■ Given exercise ■
Quote the data below verbatim, starting with the line that contains "Task: Find the blue" and continuing through the end of the data, with both ends included. Omit any pictures from your answer.

■ Extracted entries ■
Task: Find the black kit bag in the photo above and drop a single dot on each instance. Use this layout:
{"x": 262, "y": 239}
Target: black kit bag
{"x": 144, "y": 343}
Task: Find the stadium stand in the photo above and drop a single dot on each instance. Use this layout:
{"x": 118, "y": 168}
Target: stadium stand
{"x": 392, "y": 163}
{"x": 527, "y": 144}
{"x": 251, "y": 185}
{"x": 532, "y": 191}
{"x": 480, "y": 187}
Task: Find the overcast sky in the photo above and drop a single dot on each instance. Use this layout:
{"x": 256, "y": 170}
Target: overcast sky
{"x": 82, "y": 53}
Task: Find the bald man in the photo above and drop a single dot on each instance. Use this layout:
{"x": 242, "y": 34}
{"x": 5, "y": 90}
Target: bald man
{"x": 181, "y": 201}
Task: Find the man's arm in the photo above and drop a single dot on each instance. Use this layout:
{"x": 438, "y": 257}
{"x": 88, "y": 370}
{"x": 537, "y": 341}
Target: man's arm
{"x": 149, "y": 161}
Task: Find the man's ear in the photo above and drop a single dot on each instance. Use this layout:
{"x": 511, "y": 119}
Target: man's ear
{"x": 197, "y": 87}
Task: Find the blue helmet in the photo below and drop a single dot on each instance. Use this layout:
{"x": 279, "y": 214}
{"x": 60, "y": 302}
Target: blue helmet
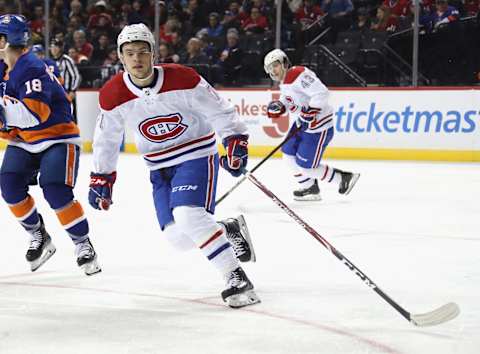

■ Task solution ■
Task: Find the blue helmet in the photo below and drop a single dot on each instance. Use this layout:
{"x": 279, "y": 214}
{"x": 60, "y": 302}
Target: blue helmet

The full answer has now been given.